# [Records shown]
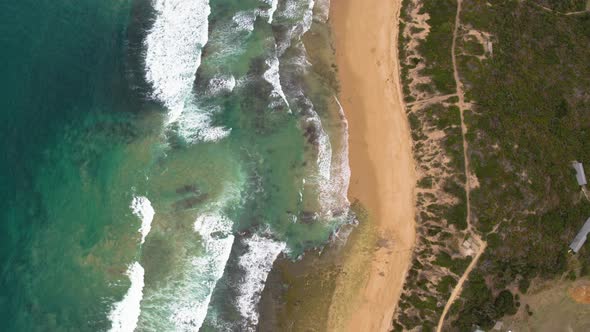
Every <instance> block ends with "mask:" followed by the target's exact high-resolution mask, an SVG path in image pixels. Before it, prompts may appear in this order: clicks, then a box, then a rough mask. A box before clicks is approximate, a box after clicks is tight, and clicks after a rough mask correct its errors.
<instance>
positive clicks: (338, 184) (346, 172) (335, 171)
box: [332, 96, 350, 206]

--

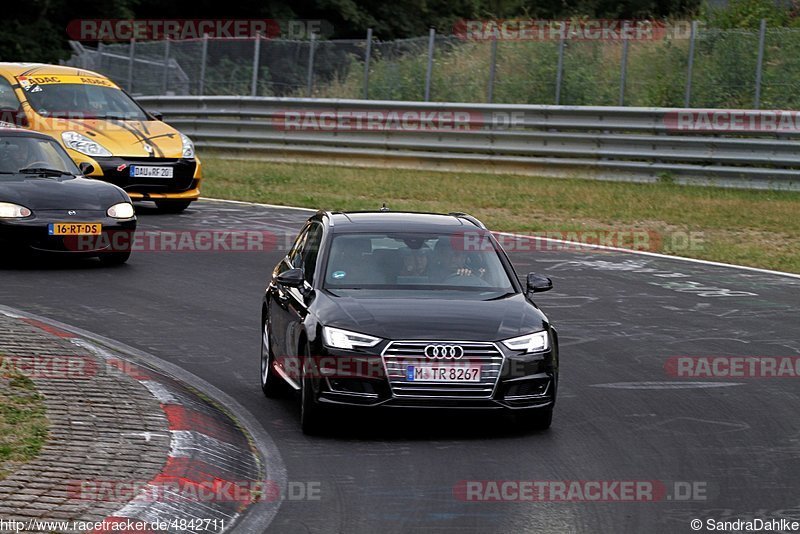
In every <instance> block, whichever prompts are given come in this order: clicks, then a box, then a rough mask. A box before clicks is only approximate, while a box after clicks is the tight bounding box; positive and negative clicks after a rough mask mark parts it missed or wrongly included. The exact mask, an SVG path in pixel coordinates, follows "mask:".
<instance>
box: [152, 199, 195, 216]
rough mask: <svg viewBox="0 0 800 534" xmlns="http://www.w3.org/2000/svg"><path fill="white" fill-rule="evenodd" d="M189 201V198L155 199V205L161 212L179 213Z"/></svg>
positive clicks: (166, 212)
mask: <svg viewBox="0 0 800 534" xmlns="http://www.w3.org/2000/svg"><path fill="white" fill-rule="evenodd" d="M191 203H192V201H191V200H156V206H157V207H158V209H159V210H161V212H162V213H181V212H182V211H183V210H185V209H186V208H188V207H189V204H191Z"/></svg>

# [About this exercise]
The entries above hold the needed span. Transcribe exactly the lines from the one with "Every <instance> block ends" to the one with "box: [332, 96, 350, 206]", both included.

# [Written reply]
Every <instance> block ends with "mask:" followed by the target's exact high-resolution mask, an SVG path in image pixels. Before it, prompts may appear in this order: clicks, then a box, then a rough mask. A box before clicks is approximate, a box after clicks is tight, and clicks after a rough mask correct its errors.
<instance>
positive clicks: (338, 184) (346, 172) (335, 171)
box: [332, 96, 350, 206]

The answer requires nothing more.